▶ Work required: Write the next part of the news piece about the SMS-alerting intelligent T-shirt, starting after its last sentence.

New intelligent T-Shirt utilises SMS text messaging to alert doctorsTopic: Esendex news
A new intelligent T-Shirt designed for use in hospitals to monitor a patient’s health utilises SMS text messaging to alert doctors. It is yet another example of how SMS services are increasingly being used by the healthcare industry.
The garment, developed at La Paz Hospital in Madrid and funded by Spain’s Ministry of Industry, Tourism and Commerce, allows doctors to register a patient’s physiological parameters in a non-intrusive manner. The garment could have a number of interesting outcomes for healthcare in the future.
Areas where the T-shirt is likely to have a big impact could be in the area of monitoring patients in their homes. The information management system of the intelligent T-shirt stores all of a patient’s medical information as it monitors their health. It is possible to set a series of alarms that activate health workers via an SMS alert message should anomalies, such as increased body temperature or increased heart rate, occur in patients.

▶ Excerpted data:

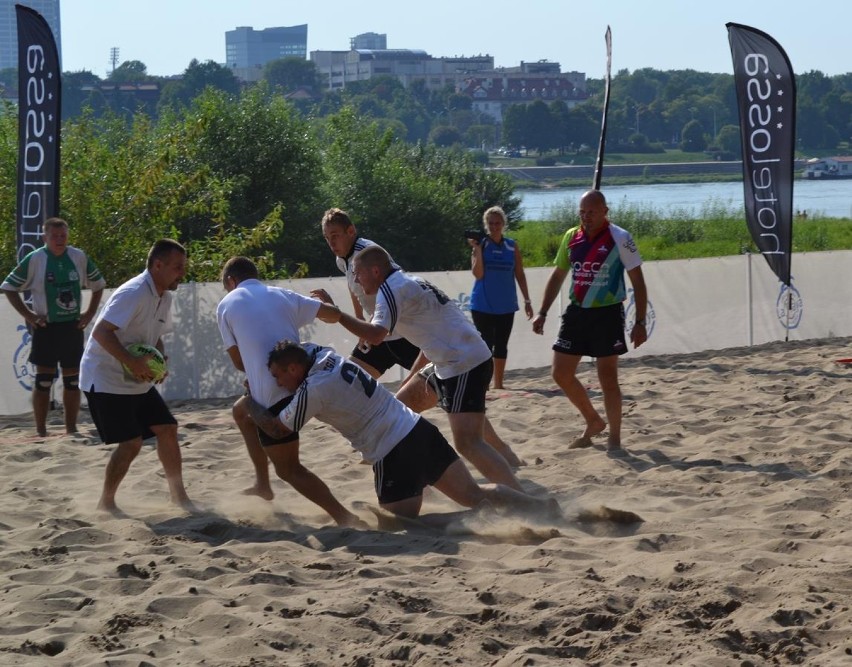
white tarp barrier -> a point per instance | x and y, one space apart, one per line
695 305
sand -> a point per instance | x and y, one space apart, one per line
737 461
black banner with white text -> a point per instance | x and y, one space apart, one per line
38 128
766 96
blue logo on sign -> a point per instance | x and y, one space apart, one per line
789 307
23 369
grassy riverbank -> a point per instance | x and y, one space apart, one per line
714 231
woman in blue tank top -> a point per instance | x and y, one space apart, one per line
496 264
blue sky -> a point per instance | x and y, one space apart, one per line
662 34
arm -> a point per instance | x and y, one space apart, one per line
551 291
477 265
356 306
89 315
29 316
266 421
419 363
639 334
372 333
521 279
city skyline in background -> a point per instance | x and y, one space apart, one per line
167 34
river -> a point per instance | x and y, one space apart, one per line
818 198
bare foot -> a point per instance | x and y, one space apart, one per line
594 427
266 494
187 505
513 459
350 520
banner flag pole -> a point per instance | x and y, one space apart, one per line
596 183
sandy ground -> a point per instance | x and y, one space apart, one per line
737 461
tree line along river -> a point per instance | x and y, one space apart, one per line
831 199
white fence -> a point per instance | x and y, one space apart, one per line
695 305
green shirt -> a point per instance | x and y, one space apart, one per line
56 283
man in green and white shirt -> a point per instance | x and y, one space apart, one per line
55 276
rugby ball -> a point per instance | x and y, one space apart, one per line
156 363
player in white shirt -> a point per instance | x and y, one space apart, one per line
407 452
343 240
423 314
125 409
252 318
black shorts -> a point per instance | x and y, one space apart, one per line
495 331
57 343
267 440
123 417
592 332
465 392
389 353
417 461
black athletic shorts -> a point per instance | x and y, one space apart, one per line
388 354
418 460
592 332
267 440
123 417
57 343
462 393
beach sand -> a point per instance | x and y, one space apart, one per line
737 461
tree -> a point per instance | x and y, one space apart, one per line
728 140
80 90
444 136
692 137
515 125
408 197
130 71
292 73
265 151
195 79
541 127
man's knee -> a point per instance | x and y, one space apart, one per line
44 381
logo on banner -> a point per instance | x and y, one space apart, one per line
789 307
630 315
21 366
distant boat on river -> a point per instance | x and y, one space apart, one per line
828 168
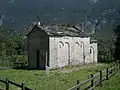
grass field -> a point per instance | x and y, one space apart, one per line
59 79
112 84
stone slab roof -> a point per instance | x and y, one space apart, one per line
55 30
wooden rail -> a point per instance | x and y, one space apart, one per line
93 81
8 82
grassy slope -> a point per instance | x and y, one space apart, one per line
60 79
112 84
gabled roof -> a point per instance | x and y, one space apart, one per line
55 30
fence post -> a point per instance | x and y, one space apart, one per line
7 84
23 86
78 82
92 81
119 64
107 73
100 77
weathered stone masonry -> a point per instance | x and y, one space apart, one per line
63 47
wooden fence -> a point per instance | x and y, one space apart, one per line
97 79
7 82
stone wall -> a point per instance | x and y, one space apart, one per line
94 52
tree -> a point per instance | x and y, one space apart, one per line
117 43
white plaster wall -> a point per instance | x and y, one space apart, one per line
94 45
76 54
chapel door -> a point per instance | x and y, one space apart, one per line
41 60
37 59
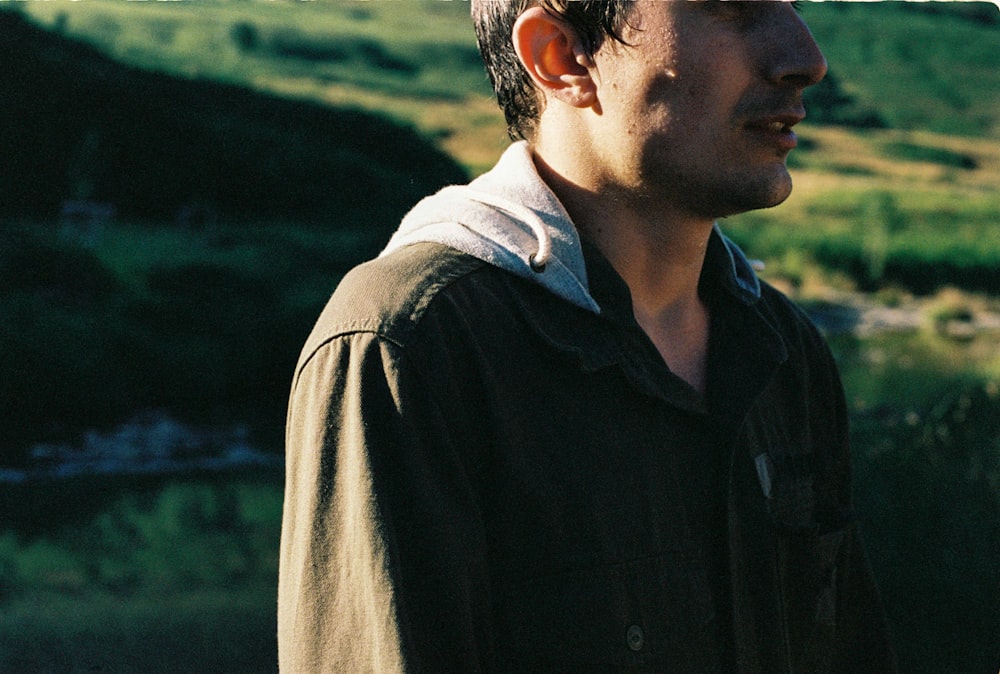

▶ Exercise output:
“The information gathered by an intelligent t-shirt using e-textile technology is sent, without using wires, to an information management system, which then shows the patient’s location and vital signs in real time”, explained the researchers who developed the device.
SMS Services in the Healthcare Industry
Text messaging services are becoming increasingly used within the health industry, not only to remind patients of appointments, but to monitor and improve health as well. For example, researchers at Swansea University have developed a new text messaging service designed to come to the aid of diabetes sufferers in an emergency.
Meanwhile, studies in the US have proved that regular text messages can help smokers to quit. Researchers at the University of Oregon and UCLA found that after sending eight text messages per day for three weeks to smokers it improved their chances of quitting.
An SMS alert system is faster and cheaper than phoning or writing to customers and much more likely to be read than email.